* **Exercise**
Exactly as written, copy the lines of the data below from the first through the one containing "Target: canopy roof".
***** Dataset excerpts
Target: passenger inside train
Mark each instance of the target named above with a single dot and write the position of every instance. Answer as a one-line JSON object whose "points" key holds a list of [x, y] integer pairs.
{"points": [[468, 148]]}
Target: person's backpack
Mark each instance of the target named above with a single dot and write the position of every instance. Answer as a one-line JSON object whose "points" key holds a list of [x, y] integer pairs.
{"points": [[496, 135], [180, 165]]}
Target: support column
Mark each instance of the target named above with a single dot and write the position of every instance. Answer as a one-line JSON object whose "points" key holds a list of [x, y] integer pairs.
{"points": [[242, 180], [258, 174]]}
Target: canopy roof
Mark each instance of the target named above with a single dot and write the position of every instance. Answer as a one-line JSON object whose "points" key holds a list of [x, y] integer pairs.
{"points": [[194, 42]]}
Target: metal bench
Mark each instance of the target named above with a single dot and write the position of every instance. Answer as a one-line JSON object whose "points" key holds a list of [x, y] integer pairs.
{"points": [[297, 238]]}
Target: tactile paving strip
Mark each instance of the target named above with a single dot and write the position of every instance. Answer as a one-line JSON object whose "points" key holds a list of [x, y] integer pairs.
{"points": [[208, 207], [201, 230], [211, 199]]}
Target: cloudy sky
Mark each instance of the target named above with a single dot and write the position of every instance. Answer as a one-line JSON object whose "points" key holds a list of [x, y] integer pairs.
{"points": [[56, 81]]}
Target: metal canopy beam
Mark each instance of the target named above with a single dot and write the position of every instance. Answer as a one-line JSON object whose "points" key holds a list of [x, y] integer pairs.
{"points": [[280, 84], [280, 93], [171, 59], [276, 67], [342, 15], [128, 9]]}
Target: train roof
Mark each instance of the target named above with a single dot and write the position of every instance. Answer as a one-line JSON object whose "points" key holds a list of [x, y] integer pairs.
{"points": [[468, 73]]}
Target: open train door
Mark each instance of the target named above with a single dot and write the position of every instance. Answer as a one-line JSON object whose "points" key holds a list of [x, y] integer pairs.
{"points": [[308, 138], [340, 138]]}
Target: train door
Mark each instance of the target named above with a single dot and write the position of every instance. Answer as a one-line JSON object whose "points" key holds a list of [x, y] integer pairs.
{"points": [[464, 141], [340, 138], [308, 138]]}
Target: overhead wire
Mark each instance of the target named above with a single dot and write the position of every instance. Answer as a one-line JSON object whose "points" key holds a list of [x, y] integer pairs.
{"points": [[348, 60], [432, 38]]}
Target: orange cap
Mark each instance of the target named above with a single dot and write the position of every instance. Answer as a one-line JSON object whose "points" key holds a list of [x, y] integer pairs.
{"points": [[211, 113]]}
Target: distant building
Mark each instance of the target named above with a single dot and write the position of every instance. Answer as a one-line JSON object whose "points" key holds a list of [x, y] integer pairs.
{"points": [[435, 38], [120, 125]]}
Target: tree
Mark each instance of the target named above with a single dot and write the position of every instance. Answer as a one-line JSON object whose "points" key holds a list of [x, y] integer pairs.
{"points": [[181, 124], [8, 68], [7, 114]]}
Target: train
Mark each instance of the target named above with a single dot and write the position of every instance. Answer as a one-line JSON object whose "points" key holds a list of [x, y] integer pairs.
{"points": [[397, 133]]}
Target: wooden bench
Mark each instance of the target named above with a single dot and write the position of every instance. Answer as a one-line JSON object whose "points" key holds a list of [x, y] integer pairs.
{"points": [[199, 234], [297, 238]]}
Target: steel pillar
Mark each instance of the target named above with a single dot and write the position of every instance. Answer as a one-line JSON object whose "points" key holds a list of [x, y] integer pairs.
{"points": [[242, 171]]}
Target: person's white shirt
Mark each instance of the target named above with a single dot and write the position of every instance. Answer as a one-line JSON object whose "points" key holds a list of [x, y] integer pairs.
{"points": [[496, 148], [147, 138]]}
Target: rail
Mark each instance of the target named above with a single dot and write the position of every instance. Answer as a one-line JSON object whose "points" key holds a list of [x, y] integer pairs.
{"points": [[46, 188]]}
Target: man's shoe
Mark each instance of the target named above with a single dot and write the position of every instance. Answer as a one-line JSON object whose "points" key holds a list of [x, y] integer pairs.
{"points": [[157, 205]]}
**********
* **The answer**
Target: passenger inside train
Mark each instance of the target named above with a single dot and write the position of every instance. Answer as a one-line JSON object whose "points" key holds a list of [x, y] integer pairs.
{"points": [[468, 148]]}
Target: person's backpack
Mark each instance of the target named above with a single dot and write the position of every instance. Answer as a one-line JSON object whose "points" key holds a list of [x, y] integer pairs.
{"points": [[496, 135], [180, 165]]}
Target: support column
Mark each instance of the target named above with a single dot and write the position of every instance. Answer as a one-line JSON object whose "points" key holds a list of [x, y] integer pairs.
{"points": [[242, 180], [258, 174]]}
Target: canopy roof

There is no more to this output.